### Task description
Write out, character for character, the line containing "instance of the sky" and all lines after it up to the end of the listing.

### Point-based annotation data
○ ○ ○
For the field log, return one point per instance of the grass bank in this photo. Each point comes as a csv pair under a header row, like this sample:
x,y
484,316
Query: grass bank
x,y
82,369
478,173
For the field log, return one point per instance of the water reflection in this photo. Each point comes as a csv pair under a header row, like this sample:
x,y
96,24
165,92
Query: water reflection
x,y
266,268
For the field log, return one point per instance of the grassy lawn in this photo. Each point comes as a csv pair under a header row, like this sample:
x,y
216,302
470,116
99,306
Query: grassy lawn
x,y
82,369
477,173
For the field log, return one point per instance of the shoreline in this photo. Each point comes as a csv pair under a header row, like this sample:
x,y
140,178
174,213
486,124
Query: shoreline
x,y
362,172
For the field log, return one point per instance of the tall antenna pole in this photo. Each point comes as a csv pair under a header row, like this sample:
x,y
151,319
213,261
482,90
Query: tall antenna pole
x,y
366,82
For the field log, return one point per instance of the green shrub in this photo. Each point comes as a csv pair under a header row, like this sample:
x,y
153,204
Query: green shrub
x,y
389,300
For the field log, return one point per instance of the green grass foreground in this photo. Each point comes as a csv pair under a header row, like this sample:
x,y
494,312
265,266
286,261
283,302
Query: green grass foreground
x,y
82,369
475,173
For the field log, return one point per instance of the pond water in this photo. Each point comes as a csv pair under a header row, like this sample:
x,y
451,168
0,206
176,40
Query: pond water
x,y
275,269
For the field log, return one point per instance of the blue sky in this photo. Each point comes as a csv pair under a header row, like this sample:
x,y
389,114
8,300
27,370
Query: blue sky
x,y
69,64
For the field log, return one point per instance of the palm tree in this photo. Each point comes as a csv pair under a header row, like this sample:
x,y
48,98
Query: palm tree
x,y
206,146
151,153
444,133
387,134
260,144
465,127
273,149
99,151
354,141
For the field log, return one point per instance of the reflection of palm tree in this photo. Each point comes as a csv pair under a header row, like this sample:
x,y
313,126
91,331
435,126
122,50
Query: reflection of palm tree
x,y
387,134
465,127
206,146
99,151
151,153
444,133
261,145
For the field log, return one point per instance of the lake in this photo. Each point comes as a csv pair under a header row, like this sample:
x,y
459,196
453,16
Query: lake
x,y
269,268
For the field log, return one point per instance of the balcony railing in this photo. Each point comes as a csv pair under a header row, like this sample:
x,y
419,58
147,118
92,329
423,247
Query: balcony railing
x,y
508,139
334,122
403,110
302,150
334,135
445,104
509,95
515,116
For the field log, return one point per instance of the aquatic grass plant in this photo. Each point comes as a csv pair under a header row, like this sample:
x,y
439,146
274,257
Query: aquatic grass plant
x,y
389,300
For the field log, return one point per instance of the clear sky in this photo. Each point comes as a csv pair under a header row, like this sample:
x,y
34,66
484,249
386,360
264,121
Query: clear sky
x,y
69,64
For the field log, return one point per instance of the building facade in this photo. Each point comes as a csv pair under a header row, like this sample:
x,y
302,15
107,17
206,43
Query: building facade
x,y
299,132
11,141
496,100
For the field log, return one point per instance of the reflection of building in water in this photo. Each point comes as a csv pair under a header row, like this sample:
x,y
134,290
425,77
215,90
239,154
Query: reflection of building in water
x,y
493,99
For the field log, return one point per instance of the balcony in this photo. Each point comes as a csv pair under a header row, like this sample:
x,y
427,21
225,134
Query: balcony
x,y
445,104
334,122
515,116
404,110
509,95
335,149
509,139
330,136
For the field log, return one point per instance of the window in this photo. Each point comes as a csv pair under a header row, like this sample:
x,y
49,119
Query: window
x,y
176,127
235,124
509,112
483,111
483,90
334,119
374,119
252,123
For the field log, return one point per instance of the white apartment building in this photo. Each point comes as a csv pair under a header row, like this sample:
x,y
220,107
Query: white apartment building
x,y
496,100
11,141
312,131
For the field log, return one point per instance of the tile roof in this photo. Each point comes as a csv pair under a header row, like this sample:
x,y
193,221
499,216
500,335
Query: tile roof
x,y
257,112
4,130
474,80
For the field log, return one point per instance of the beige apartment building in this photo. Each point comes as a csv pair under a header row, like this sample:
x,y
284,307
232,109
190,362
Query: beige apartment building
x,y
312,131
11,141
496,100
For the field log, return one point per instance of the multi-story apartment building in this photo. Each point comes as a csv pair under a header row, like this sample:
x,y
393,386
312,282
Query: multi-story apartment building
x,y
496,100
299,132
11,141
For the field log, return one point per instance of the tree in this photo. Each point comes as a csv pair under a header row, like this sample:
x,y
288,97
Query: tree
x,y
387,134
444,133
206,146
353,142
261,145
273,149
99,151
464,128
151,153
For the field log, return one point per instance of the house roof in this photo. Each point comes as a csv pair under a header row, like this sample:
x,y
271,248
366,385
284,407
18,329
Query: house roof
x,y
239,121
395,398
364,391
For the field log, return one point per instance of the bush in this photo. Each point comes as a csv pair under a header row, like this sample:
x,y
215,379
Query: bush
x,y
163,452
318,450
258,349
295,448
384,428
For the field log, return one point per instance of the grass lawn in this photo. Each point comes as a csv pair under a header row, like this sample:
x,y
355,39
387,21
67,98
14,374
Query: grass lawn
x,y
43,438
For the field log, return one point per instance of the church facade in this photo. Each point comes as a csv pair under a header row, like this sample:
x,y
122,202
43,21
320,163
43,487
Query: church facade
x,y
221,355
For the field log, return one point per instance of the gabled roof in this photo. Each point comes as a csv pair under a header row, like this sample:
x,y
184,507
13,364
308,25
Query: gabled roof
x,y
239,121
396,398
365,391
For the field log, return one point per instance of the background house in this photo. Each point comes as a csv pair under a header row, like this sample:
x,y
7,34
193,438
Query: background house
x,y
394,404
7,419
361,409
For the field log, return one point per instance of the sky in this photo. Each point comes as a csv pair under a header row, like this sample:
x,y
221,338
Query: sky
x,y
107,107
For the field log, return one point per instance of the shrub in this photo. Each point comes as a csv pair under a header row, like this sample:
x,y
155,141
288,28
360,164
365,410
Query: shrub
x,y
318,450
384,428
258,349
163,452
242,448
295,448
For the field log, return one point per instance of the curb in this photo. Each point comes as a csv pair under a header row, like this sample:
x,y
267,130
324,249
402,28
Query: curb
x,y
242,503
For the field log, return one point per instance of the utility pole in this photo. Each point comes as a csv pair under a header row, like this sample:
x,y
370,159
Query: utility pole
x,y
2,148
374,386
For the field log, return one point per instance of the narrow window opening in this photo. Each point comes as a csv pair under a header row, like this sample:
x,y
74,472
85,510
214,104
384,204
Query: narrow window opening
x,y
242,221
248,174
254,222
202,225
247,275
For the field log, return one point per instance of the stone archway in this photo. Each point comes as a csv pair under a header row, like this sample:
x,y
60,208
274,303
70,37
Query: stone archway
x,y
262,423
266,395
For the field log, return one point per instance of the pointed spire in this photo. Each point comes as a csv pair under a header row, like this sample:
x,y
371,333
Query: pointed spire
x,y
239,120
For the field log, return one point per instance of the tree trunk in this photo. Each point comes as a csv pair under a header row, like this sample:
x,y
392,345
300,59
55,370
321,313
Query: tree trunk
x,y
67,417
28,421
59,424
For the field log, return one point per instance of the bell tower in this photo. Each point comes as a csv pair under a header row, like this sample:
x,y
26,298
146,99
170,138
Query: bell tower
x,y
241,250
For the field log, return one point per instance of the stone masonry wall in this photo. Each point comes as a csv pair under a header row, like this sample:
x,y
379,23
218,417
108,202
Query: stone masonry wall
○ ○ ○
### Response below
For the field log, return one point per instance of the sky in this photo. Each point comes as a csv pair under a header row, like this sample:
x,y
221,338
Query: sky
x,y
107,107
For the field log, return one point per instance of the shrub in this photo. Each point comes as a csv pair under a header row, like this sample:
x,y
155,141
288,28
360,164
365,410
Query: shrub
x,y
318,450
384,428
258,349
163,452
242,448
295,448
For the field log, return one point per instance of the curb in this photo. Each point comes as a csv pair under a header row, like this sample:
x,y
267,130
324,249
402,28
Query: curb
x,y
242,503
For the field log, return one point per instance of the utility pole in this photo. Each point comes as a csv pair under a header row, like this sample:
x,y
370,159
Query: utility pole
x,y
2,148
374,386
For the field log, return one point per instance of the narrow window opening in this photo. Each point comes as a csv pair under a header row, like this sample:
x,y
74,472
85,510
214,104
384,204
Query: narrow window opening
x,y
242,221
248,174
254,222
202,225
247,275
For the field log, return one point per instance of the stone archway in this photo. Each point comes as a csv pair under a header row, like this sample:
x,y
60,208
274,303
70,37
Query: stone archway
x,y
262,423
266,395
For the field log, return one point per instance of the pointed spire in this photo. Each point comes as a csv pair under a header row, like this sample:
x,y
371,333
Query: pointed spire
x,y
239,120
For the field log, return one point per instance of the tree trunk in this photo. Each point comes as a csv pair under a header row, like this sample:
x,y
392,345
300,59
55,370
321,313
Query: tree trunk
x,y
67,417
28,421
59,424
For the field log, return one point per instance of the bell tower in this photo. Each point comes as a csv pair under a header row, like this sample:
x,y
26,298
146,99
170,138
Query: bell tower
x,y
241,250
For the field log, return one point per instance of the stone masonry wall in this photo. Each point comes as a csv pair under a header row, like this sample:
x,y
379,23
218,417
108,202
Query: stone masonry wall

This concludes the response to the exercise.